INPUT RECORDS Block Start

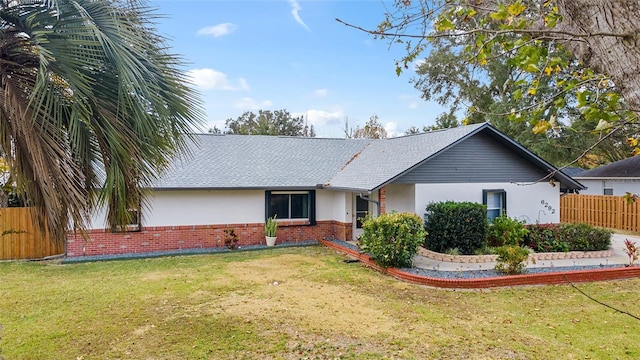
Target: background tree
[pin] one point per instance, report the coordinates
(583, 51)
(267, 122)
(373, 129)
(481, 93)
(93, 107)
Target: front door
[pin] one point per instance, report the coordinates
(360, 211)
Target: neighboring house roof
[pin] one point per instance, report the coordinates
(572, 171)
(627, 168)
(273, 162)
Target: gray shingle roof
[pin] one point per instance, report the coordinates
(384, 160)
(244, 161)
(273, 162)
(620, 169)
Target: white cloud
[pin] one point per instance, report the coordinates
(320, 93)
(322, 117)
(416, 64)
(295, 8)
(248, 103)
(218, 30)
(392, 129)
(210, 79)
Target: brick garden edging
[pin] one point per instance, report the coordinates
(466, 259)
(552, 278)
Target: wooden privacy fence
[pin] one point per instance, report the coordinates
(23, 239)
(607, 211)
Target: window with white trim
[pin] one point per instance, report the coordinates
(496, 201)
(292, 205)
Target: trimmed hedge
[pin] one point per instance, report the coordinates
(584, 237)
(567, 237)
(392, 239)
(461, 225)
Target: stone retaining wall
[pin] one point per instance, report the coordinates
(466, 259)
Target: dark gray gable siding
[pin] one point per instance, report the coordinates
(477, 159)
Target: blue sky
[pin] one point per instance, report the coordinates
(294, 55)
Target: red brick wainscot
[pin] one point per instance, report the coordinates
(165, 238)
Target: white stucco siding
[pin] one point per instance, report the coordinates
(620, 187)
(400, 198)
(332, 205)
(204, 207)
(215, 207)
(536, 202)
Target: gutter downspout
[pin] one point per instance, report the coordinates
(366, 197)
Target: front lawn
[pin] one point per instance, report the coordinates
(295, 303)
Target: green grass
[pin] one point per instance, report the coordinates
(296, 303)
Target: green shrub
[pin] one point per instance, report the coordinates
(506, 231)
(392, 239)
(512, 259)
(461, 225)
(544, 238)
(584, 237)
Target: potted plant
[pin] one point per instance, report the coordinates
(270, 229)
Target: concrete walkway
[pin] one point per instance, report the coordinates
(617, 243)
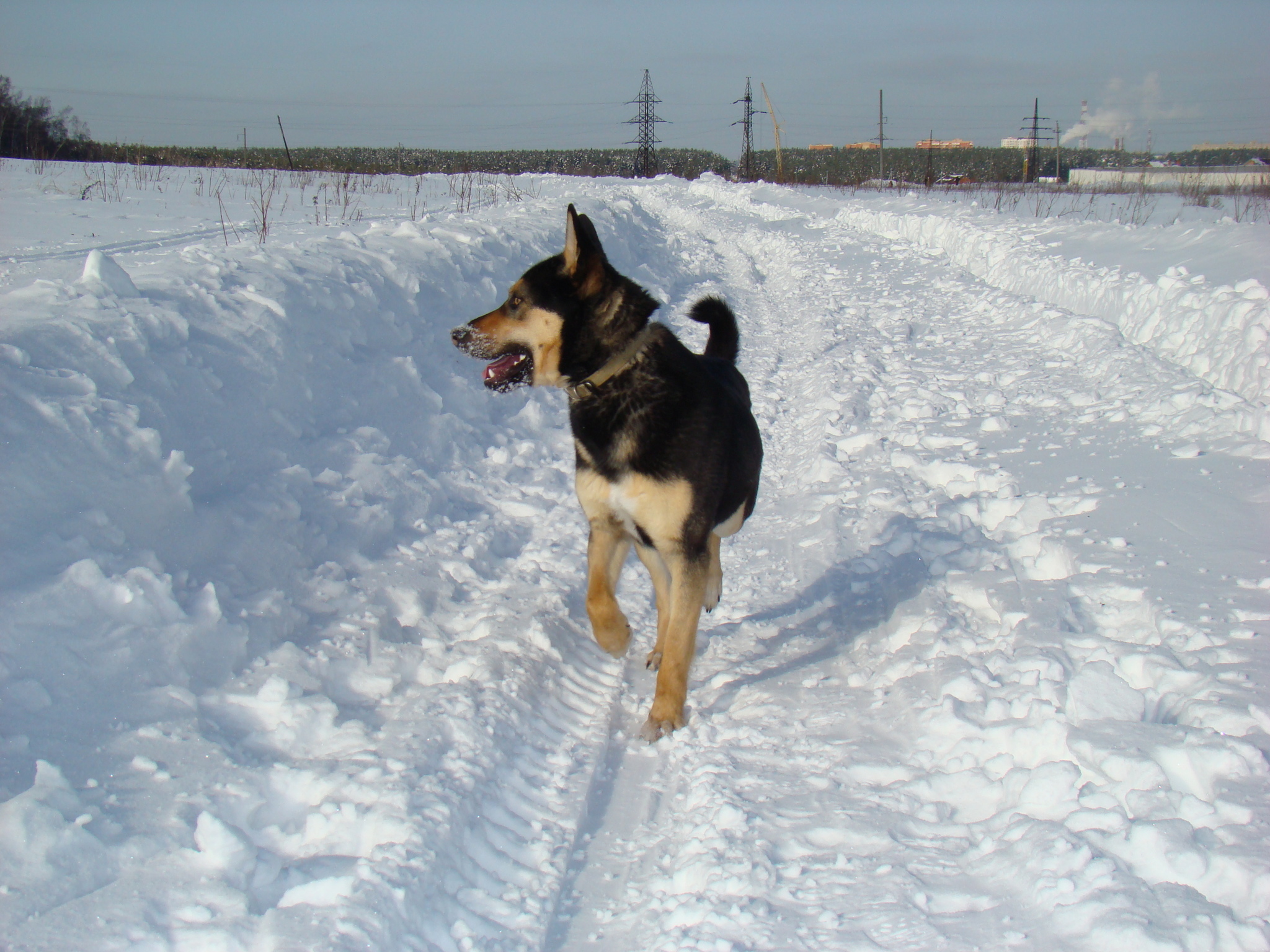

INPUT RECORDS Block End

▶ PROBLEM STATEMENT
Every line above from the line with "Target: trimmed hedge" to the line with "Target: potted plant" is wanted, ends included; write them out exactly and add no other line.

▶ EXERCISE ANSWER
Target: trimmed hedge
[pin] one point per instance, report the coordinates
(584, 237)
(567, 237)
(392, 239)
(461, 225)
Target: stone retaining wall
[pin] one point per instance, report the coordinates
(466, 259)
Target: dark gray gable siding
[pin] one point per instance, report the coordinates
(477, 159)
Target: blue sky
[pin] one point per instance, report the coordinates
(294, 55)
Target: red brick wainscot
[pin] one point per instance, report the coordinates
(165, 238)
Target: white stucco siding
[pin] one point per instance, report the coordinates
(620, 187)
(400, 198)
(332, 205)
(204, 207)
(215, 207)
(536, 202)
Target: gutter downspout
[pin] one point per instance, report the coordinates
(366, 197)
Target: front lawn
[pin] one point per instance, report the coordinates
(295, 303)
Target: green grass
[pin] one point per instance, report the coordinates
(296, 303)
Target: green shrub
[pin] one point per instance, report the coordinates
(506, 231)
(392, 239)
(512, 259)
(461, 225)
(544, 238)
(584, 237)
Target: potted plant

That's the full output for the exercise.